**TRY IT**
Beginning with the line where "Place one point per instance of the path" appears, repeat every remaining line of the entries exactly, the last line included.

Items from a data source:
+ + + +

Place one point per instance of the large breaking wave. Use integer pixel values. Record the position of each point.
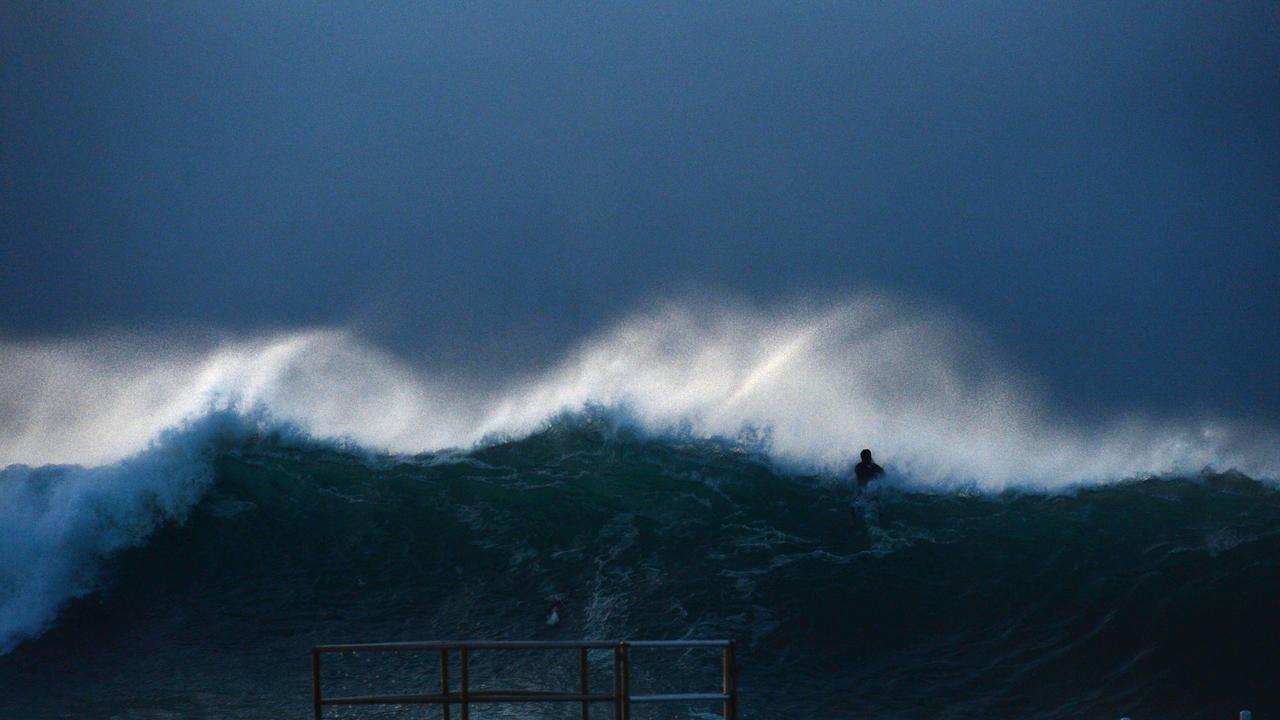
(104, 441)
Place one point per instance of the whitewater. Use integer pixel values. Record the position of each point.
(117, 450)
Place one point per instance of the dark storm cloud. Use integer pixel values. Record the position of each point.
(1095, 183)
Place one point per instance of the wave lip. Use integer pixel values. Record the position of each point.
(926, 391)
(59, 522)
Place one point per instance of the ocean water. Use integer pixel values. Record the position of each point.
(179, 527)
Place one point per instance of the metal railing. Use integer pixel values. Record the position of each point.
(620, 695)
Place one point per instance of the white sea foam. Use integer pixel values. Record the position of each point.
(923, 390)
(129, 424)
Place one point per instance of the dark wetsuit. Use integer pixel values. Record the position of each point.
(867, 472)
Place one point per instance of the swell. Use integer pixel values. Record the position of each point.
(1143, 596)
(813, 387)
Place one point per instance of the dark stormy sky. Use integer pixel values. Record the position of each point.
(1096, 185)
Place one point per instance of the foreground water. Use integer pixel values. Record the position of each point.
(1152, 598)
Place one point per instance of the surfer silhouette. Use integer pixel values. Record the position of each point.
(867, 470)
(864, 473)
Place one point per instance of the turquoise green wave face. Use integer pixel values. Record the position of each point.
(1146, 597)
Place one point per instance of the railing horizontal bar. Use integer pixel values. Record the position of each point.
(455, 698)
(475, 645)
(677, 643)
(679, 697)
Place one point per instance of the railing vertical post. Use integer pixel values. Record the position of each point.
(617, 682)
(444, 682)
(315, 682)
(626, 680)
(730, 683)
(465, 677)
(583, 684)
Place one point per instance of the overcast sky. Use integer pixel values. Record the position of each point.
(1097, 185)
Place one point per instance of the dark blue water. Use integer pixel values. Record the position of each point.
(1152, 597)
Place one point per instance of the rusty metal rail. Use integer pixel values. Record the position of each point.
(620, 695)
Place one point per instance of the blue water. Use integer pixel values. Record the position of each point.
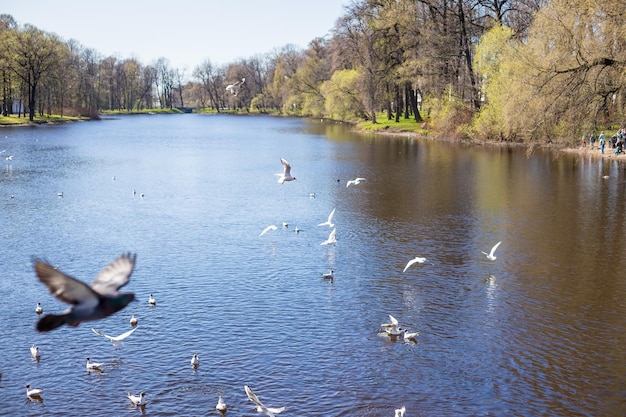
(539, 331)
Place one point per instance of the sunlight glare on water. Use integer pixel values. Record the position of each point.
(539, 331)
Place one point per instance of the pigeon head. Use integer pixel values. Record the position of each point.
(121, 300)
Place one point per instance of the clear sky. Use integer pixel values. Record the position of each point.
(186, 32)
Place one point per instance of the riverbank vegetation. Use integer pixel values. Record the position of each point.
(529, 71)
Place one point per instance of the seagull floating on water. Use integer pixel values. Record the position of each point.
(329, 222)
(34, 393)
(410, 337)
(267, 229)
(88, 303)
(355, 181)
(286, 175)
(414, 260)
(116, 340)
(195, 361)
(221, 405)
(392, 328)
(331, 238)
(490, 255)
(93, 366)
(137, 400)
(35, 353)
(260, 408)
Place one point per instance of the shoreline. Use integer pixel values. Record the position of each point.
(581, 151)
(587, 151)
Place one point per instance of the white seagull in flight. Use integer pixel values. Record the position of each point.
(491, 255)
(414, 260)
(355, 181)
(260, 408)
(329, 222)
(234, 88)
(286, 175)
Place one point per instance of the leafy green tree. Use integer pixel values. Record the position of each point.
(342, 95)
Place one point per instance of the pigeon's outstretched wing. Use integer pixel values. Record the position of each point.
(115, 275)
(63, 287)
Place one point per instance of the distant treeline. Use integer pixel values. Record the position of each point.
(520, 70)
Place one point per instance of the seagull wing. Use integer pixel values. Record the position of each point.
(493, 250)
(115, 275)
(63, 287)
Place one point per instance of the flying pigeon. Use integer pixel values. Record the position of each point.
(88, 303)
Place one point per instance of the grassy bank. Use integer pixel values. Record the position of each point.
(13, 120)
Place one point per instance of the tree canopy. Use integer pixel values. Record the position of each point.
(524, 70)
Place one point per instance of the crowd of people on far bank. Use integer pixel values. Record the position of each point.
(616, 141)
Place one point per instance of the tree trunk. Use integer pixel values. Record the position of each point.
(413, 99)
(398, 104)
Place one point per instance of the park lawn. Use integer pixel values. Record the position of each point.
(13, 120)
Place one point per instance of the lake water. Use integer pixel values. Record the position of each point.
(540, 331)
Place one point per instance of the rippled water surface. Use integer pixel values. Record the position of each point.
(539, 331)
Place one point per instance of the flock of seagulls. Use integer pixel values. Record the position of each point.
(102, 298)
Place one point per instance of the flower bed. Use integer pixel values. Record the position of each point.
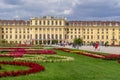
(45, 58)
(0, 67)
(93, 54)
(40, 52)
(63, 49)
(34, 68)
(112, 56)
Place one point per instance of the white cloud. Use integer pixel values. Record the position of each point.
(67, 12)
(74, 8)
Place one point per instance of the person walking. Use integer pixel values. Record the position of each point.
(96, 46)
(100, 46)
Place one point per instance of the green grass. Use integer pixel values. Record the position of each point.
(82, 68)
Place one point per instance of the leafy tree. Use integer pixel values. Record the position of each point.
(78, 41)
(54, 41)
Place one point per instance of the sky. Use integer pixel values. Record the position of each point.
(71, 9)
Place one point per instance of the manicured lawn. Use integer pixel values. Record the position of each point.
(82, 68)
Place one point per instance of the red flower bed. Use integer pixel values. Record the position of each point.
(112, 56)
(34, 68)
(40, 52)
(0, 67)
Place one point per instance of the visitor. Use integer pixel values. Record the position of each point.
(96, 46)
(100, 46)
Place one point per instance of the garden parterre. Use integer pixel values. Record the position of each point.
(45, 58)
(73, 64)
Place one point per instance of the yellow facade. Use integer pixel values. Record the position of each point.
(46, 29)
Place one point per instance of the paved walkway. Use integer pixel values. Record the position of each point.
(111, 50)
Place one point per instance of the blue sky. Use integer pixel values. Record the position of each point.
(72, 9)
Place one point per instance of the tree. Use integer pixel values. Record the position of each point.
(54, 41)
(78, 41)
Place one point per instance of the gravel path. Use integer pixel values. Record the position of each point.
(111, 50)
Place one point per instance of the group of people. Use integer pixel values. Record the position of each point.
(97, 46)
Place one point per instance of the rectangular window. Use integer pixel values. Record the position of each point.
(2, 36)
(10, 36)
(15, 36)
(23, 36)
(40, 37)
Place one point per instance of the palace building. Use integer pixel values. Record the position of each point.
(39, 30)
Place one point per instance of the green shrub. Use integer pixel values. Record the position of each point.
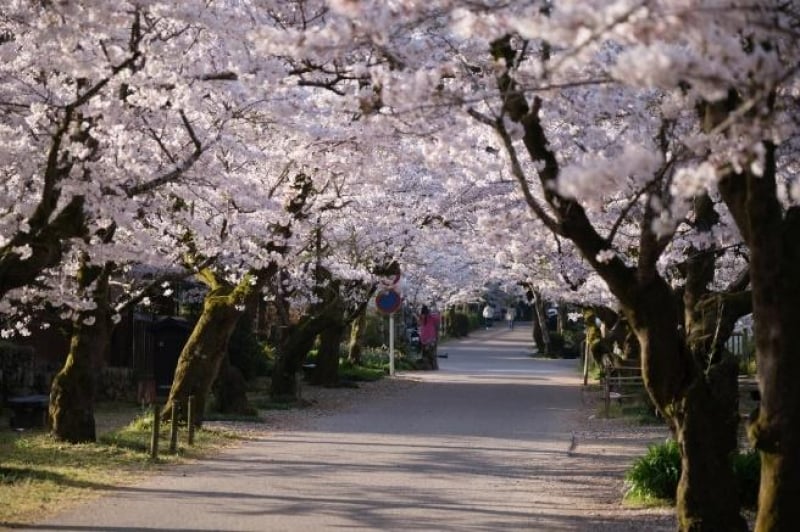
(655, 475)
(747, 469)
(245, 351)
(351, 372)
(458, 325)
(556, 345)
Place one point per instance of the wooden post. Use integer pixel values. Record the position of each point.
(156, 429)
(190, 419)
(173, 429)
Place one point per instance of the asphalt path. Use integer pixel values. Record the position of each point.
(482, 444)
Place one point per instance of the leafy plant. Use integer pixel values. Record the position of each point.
(747, 470)
(655, 475)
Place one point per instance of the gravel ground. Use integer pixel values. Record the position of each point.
(603, 449)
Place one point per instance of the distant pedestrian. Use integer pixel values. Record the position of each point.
(488, 315)
(428, 336)
(511, 315)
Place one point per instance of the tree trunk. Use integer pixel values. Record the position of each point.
(540, 318)
(200, 359)
(357, 330)
(562, 318)
(706, 424)
(771, 233)
(293, 347)
(701, 404)
(327, 371)
(230, 390)
(673, 378)
(72, 392)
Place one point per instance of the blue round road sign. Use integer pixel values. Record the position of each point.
(388, 301)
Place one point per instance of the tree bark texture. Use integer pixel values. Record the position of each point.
(327, 371)
(357, 330)
(772, 236)
(672, 378)
(72, 392)
(291, 351)
(230, 390)
(201, 357)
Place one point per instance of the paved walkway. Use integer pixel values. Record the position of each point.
(480, 445)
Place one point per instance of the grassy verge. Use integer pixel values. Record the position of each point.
(39, 475)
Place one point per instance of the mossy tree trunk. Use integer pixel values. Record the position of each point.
(293, 346)
(540, 324)
(357, 331)
(672, 376)
(72, 392)
(771, 233)
(207, 346)
(230, 390)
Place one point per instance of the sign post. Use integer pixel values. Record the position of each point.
(388, 302)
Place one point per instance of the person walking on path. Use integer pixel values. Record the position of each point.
(511, 315)
(488, 314)
(428, 337)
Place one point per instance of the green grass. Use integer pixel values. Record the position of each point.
(350, 372)
(653, 478)
(39, 475)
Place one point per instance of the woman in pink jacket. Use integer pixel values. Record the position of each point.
(428, 324)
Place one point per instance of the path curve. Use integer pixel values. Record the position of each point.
(492, 441)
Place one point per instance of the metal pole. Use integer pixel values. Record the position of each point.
(586, 362)
(173, 429)
(190, 419)
(156, 429)
(391, 344)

+ + + +

**RESULT OF THE TASK**
Place one point per instance of the path curve. Use integer pixel values. Record the position of each point.
(492, 441)
Place one point per instance of the metal pole. Use integer pixel values. Record the position of each point.
(586, 362)
(173, 429)
(190, 419)
(156, 429)
(391, 344)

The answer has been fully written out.